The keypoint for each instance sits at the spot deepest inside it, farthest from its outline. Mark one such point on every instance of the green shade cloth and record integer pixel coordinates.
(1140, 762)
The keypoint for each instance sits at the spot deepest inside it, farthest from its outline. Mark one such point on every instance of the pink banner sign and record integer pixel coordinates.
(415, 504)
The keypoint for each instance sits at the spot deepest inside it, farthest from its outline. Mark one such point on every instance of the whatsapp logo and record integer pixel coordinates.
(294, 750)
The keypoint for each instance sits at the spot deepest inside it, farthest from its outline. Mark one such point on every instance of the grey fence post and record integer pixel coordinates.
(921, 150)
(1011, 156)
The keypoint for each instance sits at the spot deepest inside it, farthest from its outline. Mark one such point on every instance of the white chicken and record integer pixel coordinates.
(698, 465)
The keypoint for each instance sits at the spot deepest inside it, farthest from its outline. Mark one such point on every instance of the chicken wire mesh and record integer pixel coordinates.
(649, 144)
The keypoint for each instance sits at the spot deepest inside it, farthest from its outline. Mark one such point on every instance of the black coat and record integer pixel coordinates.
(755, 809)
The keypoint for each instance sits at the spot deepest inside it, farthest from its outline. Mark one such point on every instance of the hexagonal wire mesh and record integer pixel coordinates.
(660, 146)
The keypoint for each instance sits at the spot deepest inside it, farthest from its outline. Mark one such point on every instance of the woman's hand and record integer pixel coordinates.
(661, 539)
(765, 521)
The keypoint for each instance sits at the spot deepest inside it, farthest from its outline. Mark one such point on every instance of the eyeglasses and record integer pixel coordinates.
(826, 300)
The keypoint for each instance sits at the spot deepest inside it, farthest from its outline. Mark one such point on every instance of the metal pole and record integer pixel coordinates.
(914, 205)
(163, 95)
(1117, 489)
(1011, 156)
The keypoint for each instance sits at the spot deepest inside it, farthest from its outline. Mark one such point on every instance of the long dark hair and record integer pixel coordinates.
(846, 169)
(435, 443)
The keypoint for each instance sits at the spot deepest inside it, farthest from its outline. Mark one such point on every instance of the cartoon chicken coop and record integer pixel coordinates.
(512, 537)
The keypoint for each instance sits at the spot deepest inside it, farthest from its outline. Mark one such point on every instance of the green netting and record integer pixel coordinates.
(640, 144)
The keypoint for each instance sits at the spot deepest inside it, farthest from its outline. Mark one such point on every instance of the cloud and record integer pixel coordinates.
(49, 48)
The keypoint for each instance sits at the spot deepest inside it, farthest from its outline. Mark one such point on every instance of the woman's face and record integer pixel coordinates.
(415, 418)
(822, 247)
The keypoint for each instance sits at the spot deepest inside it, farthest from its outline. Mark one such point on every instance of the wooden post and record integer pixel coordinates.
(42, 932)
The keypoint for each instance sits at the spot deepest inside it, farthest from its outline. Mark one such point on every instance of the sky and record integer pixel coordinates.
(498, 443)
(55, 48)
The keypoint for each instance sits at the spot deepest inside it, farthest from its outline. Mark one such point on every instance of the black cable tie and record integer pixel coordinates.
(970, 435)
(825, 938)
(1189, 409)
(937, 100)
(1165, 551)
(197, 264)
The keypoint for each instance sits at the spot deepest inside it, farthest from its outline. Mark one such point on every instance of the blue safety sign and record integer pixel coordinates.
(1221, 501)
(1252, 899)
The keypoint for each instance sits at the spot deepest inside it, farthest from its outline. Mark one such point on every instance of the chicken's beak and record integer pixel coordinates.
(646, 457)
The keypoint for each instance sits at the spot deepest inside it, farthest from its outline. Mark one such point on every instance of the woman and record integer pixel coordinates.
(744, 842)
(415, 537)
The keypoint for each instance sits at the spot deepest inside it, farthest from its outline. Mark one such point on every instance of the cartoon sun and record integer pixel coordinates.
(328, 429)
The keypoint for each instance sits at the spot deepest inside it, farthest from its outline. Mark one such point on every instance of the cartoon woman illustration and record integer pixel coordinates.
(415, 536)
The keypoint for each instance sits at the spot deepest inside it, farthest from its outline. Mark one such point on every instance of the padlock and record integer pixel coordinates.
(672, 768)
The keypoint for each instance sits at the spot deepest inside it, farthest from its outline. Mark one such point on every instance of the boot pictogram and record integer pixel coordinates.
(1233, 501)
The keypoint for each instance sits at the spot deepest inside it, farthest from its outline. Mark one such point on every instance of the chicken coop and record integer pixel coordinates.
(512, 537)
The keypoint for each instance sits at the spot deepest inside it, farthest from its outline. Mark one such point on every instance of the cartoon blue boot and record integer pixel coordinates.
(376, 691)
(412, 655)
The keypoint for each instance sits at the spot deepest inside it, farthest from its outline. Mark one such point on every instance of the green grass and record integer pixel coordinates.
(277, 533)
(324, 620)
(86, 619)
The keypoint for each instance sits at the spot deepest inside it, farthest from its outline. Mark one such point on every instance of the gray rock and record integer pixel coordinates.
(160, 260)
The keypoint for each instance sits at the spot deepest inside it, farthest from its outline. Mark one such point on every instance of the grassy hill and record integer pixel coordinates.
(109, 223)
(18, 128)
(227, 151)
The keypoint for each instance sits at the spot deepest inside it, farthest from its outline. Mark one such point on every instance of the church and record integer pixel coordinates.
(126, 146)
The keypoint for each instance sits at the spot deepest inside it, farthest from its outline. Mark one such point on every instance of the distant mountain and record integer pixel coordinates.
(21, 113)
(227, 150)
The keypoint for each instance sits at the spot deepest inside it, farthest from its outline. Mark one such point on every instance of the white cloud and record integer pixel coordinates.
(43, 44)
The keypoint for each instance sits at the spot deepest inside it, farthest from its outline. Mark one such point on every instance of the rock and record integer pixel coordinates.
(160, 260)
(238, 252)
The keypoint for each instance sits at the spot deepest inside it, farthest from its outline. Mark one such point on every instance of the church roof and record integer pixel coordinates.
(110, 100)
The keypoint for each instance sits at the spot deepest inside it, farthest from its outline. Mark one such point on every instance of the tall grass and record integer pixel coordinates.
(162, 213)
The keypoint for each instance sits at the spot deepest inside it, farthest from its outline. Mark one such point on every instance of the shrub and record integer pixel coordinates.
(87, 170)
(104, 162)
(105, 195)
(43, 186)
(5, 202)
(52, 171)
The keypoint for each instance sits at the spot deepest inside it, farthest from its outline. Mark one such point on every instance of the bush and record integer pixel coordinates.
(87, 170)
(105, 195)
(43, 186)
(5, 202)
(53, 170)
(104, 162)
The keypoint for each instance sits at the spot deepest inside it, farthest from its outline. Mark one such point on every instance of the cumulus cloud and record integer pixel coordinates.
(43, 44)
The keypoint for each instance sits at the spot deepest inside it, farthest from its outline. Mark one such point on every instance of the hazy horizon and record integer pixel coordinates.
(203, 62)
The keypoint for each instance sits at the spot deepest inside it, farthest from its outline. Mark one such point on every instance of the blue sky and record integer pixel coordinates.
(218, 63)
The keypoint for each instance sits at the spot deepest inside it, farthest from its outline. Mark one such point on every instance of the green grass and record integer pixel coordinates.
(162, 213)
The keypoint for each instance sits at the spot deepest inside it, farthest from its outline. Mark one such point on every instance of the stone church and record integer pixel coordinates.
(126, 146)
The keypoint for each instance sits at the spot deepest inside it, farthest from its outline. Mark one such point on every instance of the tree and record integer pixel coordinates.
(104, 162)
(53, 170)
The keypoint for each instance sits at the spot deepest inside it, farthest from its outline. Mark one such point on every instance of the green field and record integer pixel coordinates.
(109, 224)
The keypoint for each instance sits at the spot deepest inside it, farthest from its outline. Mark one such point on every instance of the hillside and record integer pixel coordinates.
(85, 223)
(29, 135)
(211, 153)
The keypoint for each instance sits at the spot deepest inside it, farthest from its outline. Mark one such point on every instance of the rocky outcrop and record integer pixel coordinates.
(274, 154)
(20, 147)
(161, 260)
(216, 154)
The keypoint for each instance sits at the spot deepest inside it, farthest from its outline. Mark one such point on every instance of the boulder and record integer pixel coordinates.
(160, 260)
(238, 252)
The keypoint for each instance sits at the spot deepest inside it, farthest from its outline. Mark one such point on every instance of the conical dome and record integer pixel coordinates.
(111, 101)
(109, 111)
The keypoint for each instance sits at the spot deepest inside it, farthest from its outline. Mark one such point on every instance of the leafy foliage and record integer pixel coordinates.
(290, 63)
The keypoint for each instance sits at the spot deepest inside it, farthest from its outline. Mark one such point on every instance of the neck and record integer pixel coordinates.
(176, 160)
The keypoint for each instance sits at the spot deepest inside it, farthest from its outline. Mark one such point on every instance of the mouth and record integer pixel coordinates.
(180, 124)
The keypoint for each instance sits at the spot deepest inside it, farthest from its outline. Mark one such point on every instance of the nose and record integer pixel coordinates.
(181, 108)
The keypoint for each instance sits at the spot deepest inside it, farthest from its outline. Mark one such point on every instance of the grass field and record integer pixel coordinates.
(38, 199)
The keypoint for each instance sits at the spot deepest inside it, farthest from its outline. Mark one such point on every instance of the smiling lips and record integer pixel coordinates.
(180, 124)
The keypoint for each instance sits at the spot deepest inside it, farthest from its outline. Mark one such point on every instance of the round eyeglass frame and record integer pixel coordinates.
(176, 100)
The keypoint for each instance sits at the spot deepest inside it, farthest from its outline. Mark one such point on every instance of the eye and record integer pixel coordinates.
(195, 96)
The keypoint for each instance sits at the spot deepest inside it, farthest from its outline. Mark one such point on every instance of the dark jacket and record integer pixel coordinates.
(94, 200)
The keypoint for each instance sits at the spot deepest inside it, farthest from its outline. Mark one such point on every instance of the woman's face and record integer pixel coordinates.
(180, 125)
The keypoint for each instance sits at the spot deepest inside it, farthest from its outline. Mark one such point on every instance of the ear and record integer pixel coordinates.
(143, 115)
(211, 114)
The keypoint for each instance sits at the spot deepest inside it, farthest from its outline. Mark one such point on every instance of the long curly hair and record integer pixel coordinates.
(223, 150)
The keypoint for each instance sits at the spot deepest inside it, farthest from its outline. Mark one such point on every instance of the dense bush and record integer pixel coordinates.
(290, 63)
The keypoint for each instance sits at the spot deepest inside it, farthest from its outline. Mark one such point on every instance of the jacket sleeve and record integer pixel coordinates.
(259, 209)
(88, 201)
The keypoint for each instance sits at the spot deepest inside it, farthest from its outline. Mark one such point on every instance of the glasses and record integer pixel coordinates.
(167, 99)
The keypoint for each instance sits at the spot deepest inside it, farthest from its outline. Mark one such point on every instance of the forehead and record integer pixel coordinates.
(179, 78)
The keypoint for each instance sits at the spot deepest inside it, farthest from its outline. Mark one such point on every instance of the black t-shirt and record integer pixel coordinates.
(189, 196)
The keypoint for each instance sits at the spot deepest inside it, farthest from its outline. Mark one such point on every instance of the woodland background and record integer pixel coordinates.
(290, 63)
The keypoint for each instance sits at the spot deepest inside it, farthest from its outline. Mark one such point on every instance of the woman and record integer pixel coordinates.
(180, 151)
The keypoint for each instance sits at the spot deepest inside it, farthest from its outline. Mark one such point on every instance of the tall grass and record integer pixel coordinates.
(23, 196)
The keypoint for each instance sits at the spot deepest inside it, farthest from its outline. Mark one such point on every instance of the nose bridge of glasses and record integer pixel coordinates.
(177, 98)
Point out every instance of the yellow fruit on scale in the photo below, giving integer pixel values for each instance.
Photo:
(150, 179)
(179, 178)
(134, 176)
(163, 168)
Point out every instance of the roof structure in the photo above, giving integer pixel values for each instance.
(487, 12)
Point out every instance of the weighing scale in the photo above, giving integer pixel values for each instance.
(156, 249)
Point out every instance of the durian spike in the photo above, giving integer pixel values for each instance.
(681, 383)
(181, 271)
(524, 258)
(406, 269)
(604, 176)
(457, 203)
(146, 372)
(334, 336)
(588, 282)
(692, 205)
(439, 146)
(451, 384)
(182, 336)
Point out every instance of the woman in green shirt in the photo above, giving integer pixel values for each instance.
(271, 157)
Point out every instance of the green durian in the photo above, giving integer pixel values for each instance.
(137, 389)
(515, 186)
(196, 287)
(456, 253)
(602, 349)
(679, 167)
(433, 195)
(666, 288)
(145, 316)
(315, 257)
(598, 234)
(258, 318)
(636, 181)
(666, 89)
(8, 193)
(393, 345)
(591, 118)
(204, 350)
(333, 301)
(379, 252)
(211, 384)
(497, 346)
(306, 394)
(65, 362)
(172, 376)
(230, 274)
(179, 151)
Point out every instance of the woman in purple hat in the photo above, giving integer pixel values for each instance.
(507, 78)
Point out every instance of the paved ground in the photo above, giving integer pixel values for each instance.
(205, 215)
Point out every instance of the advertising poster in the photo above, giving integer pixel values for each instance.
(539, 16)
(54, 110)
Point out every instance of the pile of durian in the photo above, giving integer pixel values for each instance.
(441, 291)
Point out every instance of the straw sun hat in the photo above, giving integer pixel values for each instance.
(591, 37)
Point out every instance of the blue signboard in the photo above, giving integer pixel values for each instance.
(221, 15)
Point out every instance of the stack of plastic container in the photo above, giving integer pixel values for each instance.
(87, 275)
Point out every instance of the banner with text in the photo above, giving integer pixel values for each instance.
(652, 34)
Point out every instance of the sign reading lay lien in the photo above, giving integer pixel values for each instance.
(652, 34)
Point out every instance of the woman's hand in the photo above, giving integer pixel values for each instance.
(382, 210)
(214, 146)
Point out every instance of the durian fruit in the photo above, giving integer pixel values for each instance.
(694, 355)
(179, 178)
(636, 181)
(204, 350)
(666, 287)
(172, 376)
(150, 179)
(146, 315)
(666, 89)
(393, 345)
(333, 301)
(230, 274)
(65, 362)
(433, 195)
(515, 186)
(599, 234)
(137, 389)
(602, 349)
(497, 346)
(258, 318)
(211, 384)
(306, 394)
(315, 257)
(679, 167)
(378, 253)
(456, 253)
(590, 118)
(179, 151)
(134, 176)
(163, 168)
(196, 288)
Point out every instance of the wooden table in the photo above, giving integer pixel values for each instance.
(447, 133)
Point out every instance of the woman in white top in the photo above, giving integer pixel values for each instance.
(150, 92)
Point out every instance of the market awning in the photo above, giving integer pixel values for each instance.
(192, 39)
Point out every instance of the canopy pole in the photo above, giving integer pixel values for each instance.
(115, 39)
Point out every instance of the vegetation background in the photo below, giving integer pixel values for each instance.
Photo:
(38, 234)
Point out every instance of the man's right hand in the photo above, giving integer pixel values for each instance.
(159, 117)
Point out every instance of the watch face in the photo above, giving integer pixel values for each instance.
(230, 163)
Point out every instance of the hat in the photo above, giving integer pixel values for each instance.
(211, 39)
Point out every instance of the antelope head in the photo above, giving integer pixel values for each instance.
---
**GOAL OF THE EXERCISE**
Only lines of the material that contain the word "below" belong in the answer; copy each one.

**RESPONSE FOR THIS EXERCISE**
Point out every instance of the yellow fruit on scale in the photo below, giving integer pixel values for each instance.
Point out every instance of the vegetation background in the photo below, giving integer pixel values for each instance.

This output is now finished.